▸ **MATERIAL PROVIDED**
_ _ _ _ _

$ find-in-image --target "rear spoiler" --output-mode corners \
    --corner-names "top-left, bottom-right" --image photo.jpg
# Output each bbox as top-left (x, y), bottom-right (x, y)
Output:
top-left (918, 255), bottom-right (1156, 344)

_ _ _ _ _

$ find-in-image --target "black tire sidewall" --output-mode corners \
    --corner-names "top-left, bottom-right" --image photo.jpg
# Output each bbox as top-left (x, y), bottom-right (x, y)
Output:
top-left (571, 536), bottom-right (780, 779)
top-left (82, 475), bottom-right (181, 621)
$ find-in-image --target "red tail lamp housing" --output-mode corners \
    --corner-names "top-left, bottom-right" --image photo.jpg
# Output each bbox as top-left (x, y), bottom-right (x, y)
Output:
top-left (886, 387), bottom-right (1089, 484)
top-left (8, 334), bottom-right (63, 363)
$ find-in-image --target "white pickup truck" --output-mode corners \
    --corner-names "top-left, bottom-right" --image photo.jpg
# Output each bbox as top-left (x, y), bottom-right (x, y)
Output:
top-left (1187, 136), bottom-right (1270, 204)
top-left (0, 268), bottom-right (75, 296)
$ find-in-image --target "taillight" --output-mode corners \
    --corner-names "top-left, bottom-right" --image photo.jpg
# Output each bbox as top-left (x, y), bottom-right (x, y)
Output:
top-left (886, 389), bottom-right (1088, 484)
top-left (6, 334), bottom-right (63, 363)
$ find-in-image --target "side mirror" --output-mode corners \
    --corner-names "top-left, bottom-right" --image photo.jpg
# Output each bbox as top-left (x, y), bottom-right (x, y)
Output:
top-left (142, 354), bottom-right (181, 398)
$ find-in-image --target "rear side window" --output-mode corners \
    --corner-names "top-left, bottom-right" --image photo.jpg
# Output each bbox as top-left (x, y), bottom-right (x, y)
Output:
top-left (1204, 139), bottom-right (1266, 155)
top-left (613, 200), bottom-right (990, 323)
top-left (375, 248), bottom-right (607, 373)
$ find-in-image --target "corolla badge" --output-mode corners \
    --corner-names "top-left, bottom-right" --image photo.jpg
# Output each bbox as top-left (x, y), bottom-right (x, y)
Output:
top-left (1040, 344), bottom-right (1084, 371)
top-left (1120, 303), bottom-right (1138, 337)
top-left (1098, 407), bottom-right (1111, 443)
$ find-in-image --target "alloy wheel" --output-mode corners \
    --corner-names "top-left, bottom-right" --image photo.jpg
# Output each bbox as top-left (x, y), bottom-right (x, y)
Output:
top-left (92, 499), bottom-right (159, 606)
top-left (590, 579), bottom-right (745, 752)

_ _ _ _ _

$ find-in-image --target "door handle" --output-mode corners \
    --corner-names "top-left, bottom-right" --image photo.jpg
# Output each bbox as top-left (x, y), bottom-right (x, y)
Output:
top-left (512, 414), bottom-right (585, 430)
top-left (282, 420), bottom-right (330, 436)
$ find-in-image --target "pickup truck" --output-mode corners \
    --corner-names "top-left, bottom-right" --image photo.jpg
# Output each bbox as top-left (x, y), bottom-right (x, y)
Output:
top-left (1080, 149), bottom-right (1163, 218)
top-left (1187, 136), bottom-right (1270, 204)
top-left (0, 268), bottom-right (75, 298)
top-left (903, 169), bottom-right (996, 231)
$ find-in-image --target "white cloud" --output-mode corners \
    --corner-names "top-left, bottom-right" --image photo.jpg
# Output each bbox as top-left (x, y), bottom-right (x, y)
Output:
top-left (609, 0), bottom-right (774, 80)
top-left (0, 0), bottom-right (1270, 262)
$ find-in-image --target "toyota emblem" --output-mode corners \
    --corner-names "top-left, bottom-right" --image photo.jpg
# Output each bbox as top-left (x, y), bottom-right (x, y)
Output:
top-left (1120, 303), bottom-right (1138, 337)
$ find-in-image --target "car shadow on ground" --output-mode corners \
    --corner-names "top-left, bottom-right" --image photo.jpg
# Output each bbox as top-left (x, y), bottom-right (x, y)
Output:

_ _ _ _ _

▸ **WHAT YOU WILL DO**
Gather every line of the records above that contains the word "truck" and list those lines.

▸ **EXERCISE SOLUTION**
$ find-in-image --target "white pickup truck" --output-mode corners \
$ find-in-image --target "pickup truck" --output-mode corners \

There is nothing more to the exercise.